▶ _TASK_
Write out every line of the rows exactly, starting at the line that contains "of the white" and going down through the line that contains "column 303, row 257", with both of those lines included.

▶ _Items stored from a collection_

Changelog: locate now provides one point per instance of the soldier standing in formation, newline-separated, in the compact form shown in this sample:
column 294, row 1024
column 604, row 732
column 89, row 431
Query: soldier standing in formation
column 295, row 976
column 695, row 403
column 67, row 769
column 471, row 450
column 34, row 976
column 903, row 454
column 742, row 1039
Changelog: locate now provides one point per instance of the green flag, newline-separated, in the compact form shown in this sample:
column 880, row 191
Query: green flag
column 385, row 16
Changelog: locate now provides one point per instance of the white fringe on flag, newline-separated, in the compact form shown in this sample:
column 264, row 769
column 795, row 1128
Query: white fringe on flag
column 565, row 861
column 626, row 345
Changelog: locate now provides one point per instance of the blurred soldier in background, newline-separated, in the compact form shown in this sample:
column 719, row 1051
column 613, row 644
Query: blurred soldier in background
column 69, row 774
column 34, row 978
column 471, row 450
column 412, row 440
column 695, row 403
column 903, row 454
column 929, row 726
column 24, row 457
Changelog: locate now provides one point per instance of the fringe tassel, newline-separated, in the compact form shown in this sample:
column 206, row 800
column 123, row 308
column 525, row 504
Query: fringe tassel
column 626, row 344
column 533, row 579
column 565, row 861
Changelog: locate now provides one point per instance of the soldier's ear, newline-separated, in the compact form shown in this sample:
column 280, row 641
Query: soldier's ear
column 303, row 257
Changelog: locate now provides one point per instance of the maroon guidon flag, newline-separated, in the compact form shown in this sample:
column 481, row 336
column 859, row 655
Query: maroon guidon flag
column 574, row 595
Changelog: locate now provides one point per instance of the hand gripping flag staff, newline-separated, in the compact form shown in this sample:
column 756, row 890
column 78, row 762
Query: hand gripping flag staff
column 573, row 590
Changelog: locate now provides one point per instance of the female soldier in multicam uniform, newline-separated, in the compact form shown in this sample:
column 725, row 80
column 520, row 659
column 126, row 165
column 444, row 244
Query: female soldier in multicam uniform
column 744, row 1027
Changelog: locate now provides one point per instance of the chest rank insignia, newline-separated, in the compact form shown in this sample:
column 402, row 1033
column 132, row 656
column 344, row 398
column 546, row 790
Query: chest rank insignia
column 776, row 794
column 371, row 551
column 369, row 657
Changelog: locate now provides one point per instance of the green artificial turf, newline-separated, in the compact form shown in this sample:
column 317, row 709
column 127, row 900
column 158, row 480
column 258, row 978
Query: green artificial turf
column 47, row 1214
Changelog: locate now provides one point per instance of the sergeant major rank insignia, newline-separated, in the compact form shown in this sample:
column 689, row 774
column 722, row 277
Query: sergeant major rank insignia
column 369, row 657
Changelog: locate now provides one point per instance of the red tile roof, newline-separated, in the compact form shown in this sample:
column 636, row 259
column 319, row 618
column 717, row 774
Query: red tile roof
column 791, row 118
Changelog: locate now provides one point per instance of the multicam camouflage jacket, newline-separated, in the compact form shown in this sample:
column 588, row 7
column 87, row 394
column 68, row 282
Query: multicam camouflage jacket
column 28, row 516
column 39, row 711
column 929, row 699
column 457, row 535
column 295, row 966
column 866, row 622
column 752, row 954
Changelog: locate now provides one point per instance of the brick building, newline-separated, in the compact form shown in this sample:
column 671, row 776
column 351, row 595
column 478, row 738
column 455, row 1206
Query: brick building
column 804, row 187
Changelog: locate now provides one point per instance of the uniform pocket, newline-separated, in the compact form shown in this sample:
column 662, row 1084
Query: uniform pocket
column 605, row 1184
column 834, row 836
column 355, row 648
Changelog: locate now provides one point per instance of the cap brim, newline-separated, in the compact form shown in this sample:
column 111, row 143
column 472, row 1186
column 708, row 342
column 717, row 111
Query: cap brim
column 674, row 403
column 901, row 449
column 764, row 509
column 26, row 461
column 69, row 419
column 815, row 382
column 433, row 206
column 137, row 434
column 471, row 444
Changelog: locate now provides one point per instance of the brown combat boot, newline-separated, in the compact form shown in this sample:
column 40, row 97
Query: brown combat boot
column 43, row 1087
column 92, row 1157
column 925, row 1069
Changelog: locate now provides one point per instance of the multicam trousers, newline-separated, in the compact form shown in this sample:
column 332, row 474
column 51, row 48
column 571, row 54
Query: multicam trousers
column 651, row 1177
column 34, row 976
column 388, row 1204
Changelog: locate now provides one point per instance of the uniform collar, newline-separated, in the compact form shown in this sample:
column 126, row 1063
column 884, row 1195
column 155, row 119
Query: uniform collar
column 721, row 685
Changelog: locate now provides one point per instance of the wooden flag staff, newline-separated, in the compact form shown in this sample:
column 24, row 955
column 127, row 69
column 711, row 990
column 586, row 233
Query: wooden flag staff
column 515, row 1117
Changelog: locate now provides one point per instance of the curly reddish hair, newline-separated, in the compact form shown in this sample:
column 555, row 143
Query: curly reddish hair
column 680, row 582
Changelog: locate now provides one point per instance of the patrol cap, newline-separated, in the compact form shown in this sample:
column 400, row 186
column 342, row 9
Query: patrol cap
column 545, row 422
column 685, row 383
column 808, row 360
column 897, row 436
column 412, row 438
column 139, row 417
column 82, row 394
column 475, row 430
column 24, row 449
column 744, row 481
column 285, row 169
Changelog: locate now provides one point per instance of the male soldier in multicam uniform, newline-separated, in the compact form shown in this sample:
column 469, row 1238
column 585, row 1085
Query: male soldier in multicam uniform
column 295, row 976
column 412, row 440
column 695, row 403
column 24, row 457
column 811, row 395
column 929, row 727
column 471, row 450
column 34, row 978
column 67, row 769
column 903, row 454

▶ _COMPLETE ANSWER_
Changelog: locate now provides one point per instance of the white fringe on flag, newline-separated, in the compact form shown in this sample:
column 264, row 769
column 795, row 1128
Query: white fringe on flag
column 565, row 861
column 626, row 345
Changelog: locate now provides one point per instance of the blurred soldier in background, newline-separated, in the compact form shown in this sample:
column 719, row 1051
column 613, row 644
Query: blurred soldier in background
column 69, row 774
column 34, row 978
column 471, row 450
column 412, row 440
column 695, row 403
column 903, row 454
column 929, row 726
column 24, row 457
Changelog: locate now provides one point per instance of the fringe tassel, newline-separated, in the compact form shown in this sample:
column 206, row 800
column 123, row 308
column 525, row 504
Query: fringe tassel
column 626, row 344
column 533, row 579
column 565, row 861
Changelog: locate now provides one point per instance of the soldier's ear, newline-separated, in the compact form shown in this sample:
column 280, row 641
Query: soldier's ear
column 303, row 257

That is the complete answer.